- KUTIPAN TEKS:
DENPASAR, kanalbali.id – Perbincangan hangat menyeruak perkara bisa tidaknya, sastrawan hidup dari karya sastranya. Gara-garanya adalah laporan jurnalistik dimana beberapa sastrawan tua di Indonesia yang pada usia senja berjuang sendirian melawan penyakit.
Kondisi mereka tak sebanding dengan sumbangsih mereka terhadap sastra dan pemajuan kebudayaan dari karya-karya mereka berupa puisi, cerita pendek (cerpen), dan juga novel. Sastrawan asal Bali, I Wayan Suardika, menilai jawabannya akan sangat subjektif.
Bagi pria berusia 62 tahun yang akrab disapa Suardi , hidup dari sastra bukan sekadar persoalan mungkin atau tidak mungkin, tetapi tentang totalitas seseorang dalam menjadikan sastra sebagai bagian dari hidupnya.
“Berdasarkan pengalaman pribadi saya sebagai pengarang dan penulis, hampir 100% kehidupan saya ditopang oleh sastra. Sastra bukan hanya puisi, cerpen, novel, atau esai. Ia lebih dari itu. Sastra adalah narasi besar, suatu bentuk pengetahuan mendalam yang mengakar pada cara manusia menulis, berpikir, dan menyikapi hidup,” ujar mantan jurnalis dan redaktur ini.
Suardika menyatakan, pada beberapa budaya, seperti di Tiongkok, sastra bahkan pernah disebut sebagai “pengetahuan besar”, sejajar dengan ilmu kedokteran dalam membentuk pandangan hidup manusia.
Menurut pemahamannya, sastra memiliki tiga akar utama, yaitu bagaimana seseorang menulis, bagaimana seseorang berpikir, dan bagaimana seseorang menyikapi hidup. Ketiga hal ini, kata Suardika, bukanlah sesuatu yang eksklusif milik penyair atau novelis.

“Seseorang dengan bakat menulis dapat menjelma menjadi jurnalis, penulis naskah iklan, editor, guru, hingga pembicara publik. Dengan kata lain, kemampuan sastra tidak terbatas pada bentuk karya tertentu. Ketika ditekuni secara total, potensi sastra sangat luas dan menyentuh banyak bidang kehidupan,” ucap Suardika.
Dengan tegas, ia menilai bahwa seseorang yang memiliki bakat besar dalam sastra namun enggan menjadikannya jalan hidup, justru sedang mengkhianati dirinya sendiri. “Ini bukan tentang menjadi miskin karena menulis puisi—meskipun puisi memang dikenal sulit dijual—melainkan tentang keberanian untuk menempuh jalan hidup yang diyakini,” jelas Suardika.
Ia menyebut nama penyair Chairil Anwar, yang dikenal total dalam kepenyairannya. Salah satu larik puisinya menggambarkan totalitas hidup dari sastra:
“Rumahku dari unggun timbun sajak/di situ aku berbini dan beranak.”
“Puisi ini mencerminkan sikap hidup seorang yang berserah penuh pada dunia sastra. Sebuah bentuk pengabdian yang tidak hanya menyentuh sisi estetik, tapi juga eksistensial,” kata Suardika yang telah menerbitkan beberapa novel dan buku kumpulan cerpen dari penerbitan yang dikelolanya.

- TUGAS YANG DIKERJAKAN:
#1 Dalam artikel tentang sastrawan dan penghidupan dari sastra, apa tiga akar utama sastra menurut Suardika?
#2 Lanjutkan artikel tentang sastrawan dan penghidupan dari sastra, dimulai setelah kalimat terakhirnya.

- DATA TERCATAT:
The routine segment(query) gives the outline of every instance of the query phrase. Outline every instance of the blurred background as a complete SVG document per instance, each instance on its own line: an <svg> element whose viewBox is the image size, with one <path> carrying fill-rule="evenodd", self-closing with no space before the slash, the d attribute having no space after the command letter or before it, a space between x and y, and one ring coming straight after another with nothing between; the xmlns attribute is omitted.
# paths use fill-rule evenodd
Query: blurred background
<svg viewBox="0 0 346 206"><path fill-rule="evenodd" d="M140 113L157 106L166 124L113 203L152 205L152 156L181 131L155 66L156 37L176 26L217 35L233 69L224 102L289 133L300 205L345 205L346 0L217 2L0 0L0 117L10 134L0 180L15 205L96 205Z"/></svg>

- HASIL PENGERJAAN:
#1 Bagaimana seseorang menulis, bagaimana seseorang berpikir, dan bagaimana seseorang menyikapi hidup.

#2
Untuk bisa hidup jadi sastrawan, berdasarkan pengalaman pribadinya, penulis sebaiknya tidak hanya menghasilkan cerpen, puisi, novel, dan esai. Ia mesti juga bisa bekerja sebagai editor naskah, jurnalis, hingga penulis teks iklan layanan sosial.
“Semua ini dilandasi oleh kemampuan menulis yang kuat dan wawasan berpikir yang luas. Bahkan dalam profesi sebagai editor, saya tidak sekadar mengoreksi tata bahasa, tetapi juga memperhatikan karakter dan ruh tulisan si penulis,” pungkas Suardika.
Ini menunjukkan, imbuh dia, bahwa pengaruh sastrawan menembus berbagai bentuk komunikasi tertulis. Asalkan memiliki akar yang kuat—dalam menulis, berpikir, dan menyikapi hidup—maka seseorang dapat menghidupi dirinya melalui banyak cabang profesi.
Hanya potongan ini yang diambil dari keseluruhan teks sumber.